Job -
Rescale the data from the line containing "Locate the arched" through the end of the data, including both ends. Copy every line in that span. Multiply each box coordinate in the answers by 2.15 and round it to a whole number, with halves rounding up, and leave all other text unchanged.

[Dataset excerpt]
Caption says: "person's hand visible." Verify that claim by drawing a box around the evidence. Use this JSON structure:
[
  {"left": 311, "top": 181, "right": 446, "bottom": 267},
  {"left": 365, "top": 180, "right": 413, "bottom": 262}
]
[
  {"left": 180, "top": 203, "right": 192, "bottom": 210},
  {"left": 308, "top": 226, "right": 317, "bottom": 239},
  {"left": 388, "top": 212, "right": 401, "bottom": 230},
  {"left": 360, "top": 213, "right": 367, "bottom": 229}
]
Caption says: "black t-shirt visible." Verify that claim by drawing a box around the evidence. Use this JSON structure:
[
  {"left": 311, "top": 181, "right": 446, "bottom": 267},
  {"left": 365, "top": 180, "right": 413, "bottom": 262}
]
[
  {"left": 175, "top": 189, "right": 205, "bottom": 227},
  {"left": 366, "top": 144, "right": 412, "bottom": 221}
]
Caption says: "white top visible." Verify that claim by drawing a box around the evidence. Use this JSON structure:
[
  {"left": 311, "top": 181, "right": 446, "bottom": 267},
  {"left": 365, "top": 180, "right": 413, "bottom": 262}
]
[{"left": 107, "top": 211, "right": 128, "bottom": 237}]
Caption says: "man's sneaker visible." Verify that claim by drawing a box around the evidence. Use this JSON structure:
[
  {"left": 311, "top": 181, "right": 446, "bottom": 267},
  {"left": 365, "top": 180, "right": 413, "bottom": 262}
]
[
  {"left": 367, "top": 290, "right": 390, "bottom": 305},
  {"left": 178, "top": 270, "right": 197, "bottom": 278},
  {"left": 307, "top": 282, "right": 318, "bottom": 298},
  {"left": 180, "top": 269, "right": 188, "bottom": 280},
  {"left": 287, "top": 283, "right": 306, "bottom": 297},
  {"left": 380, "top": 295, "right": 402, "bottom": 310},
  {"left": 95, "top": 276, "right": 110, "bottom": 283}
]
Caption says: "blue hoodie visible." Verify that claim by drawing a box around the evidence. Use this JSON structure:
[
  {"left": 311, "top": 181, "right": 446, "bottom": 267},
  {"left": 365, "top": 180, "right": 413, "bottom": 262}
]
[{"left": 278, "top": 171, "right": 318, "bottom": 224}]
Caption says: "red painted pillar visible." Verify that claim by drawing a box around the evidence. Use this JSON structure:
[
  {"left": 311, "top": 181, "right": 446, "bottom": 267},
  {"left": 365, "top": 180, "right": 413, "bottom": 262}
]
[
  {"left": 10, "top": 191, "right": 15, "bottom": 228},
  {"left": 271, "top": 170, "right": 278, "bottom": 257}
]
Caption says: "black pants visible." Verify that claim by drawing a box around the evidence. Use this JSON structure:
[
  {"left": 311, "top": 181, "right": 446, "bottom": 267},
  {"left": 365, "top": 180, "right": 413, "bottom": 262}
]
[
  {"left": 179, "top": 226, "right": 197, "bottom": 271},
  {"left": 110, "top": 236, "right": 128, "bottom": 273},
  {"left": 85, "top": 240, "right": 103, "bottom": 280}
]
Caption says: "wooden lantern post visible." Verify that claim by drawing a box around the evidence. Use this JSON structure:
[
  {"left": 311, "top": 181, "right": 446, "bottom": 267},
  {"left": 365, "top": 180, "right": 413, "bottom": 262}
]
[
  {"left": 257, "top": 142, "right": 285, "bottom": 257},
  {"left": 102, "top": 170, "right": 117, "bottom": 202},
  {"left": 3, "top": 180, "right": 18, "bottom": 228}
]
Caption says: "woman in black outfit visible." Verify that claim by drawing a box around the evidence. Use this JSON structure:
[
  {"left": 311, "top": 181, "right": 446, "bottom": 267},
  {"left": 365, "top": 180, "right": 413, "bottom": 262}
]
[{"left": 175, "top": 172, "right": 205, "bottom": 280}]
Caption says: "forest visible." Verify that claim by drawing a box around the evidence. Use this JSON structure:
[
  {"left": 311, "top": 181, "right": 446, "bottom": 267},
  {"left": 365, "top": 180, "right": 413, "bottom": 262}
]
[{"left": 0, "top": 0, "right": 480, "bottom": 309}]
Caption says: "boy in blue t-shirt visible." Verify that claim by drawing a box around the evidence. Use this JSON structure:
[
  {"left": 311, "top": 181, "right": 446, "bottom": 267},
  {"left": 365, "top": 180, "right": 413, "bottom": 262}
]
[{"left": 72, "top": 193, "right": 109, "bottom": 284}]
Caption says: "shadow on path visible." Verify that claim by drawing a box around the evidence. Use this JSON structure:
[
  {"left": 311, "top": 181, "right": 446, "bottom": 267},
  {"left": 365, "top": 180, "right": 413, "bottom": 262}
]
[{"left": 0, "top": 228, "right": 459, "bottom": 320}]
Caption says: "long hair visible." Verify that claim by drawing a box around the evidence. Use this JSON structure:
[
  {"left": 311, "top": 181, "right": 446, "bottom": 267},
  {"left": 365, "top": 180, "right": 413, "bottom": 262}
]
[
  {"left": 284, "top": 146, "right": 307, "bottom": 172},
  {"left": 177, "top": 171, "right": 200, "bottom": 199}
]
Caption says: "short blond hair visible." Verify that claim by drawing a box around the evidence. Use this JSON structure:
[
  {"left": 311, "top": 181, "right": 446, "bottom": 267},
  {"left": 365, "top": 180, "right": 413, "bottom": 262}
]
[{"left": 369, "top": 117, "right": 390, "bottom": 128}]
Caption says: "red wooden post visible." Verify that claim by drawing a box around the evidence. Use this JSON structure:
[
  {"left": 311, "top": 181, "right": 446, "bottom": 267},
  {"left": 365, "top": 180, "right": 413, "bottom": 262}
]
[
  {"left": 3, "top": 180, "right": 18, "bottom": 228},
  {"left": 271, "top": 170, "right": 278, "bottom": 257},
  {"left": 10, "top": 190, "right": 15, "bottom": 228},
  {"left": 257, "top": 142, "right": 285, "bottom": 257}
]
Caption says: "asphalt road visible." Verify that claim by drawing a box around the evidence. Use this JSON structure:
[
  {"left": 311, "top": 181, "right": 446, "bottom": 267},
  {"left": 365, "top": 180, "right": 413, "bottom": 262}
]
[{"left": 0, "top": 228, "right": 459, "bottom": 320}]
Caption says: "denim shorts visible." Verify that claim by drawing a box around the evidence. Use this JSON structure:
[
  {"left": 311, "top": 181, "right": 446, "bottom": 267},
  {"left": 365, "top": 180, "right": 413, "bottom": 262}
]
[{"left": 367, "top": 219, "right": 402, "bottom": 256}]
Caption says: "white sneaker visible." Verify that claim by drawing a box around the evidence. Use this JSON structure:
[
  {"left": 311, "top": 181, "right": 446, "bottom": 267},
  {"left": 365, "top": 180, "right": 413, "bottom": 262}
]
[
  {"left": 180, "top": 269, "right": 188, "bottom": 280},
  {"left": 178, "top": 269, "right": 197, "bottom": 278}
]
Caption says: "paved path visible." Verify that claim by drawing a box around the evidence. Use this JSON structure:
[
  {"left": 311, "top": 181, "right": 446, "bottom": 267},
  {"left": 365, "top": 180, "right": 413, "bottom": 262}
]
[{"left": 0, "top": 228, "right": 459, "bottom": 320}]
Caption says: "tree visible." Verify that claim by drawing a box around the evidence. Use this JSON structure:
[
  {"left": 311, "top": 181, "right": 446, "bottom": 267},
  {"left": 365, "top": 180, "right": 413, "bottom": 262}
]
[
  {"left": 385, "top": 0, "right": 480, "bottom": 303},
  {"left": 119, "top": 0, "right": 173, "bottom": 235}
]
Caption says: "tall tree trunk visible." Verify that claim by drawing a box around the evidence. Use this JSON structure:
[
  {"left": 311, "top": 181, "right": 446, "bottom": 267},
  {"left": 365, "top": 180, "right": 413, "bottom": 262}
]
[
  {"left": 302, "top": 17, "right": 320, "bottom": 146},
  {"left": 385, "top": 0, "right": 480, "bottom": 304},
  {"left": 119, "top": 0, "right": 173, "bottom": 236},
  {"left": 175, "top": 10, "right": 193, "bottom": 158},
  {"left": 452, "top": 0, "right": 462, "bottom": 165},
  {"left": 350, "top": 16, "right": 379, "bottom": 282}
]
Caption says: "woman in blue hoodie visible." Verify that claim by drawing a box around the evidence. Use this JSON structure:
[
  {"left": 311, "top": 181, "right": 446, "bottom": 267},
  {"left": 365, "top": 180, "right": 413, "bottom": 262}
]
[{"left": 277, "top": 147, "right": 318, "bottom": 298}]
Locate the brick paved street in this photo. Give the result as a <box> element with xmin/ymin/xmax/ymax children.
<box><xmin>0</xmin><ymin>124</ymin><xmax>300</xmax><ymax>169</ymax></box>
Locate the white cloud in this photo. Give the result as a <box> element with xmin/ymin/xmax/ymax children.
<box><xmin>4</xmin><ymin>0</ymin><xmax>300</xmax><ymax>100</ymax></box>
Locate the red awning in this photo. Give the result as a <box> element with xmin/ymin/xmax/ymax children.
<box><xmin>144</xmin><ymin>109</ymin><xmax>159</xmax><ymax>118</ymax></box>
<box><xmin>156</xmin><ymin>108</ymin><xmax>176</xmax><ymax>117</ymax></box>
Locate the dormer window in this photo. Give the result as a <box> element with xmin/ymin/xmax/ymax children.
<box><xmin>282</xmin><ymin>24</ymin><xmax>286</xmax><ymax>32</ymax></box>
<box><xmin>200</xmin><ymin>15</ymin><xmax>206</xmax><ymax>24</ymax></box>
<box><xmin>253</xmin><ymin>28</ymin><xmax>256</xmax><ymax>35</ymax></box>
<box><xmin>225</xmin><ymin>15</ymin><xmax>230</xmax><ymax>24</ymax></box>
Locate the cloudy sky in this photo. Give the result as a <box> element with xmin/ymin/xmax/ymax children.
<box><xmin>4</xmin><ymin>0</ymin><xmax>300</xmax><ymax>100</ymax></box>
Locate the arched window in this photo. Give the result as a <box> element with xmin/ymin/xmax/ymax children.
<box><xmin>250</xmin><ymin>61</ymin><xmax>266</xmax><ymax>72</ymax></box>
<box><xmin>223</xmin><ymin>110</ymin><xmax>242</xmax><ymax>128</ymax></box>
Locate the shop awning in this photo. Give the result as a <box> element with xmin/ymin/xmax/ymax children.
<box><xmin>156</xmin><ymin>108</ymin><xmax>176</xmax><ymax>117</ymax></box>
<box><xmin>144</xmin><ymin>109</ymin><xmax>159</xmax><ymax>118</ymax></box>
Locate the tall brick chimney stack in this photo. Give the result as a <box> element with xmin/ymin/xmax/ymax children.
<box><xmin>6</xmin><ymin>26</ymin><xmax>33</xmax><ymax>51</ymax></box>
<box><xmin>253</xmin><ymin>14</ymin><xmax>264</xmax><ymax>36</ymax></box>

Answer to this problem -
Locate the arched window in this photo. Give the result as a <box> element with xmin/ymin/xmax/ymax children.
<box><xmin>538</xmin><ymin>131</ymin><xmax>572</xmax><ymax>155</ymax></box>
<box><xmin>479</xmin><ymin>237</ymin><xmax>520</xmax><ymax>275</ymax></box>
Locate the shop awning in this photo. Give the result as a <box> element with xmin/ymin/xmax/ymax children.
<box><xmin>335</xmin><ymin>232</ymin><xmax>378</xmax><ymax>252</ymax></box>
<box><xmin>310</xmin><ymin>234</ymin><xmax>342</xmax><ymax>254</ymax></box>
Locate the tall brick chimney stack in this photo. Give the result as a <box> element with xmin/ymin/xmax/ymax children.
<box><xmin>13</xmin><ymin>56</ymin><xmax>71</xmax><ymax>110</ymax></box>
<box><xmin>544</xmin><ymin>30</ymin><xmax>568</xmax><ymax>77</ymax></box>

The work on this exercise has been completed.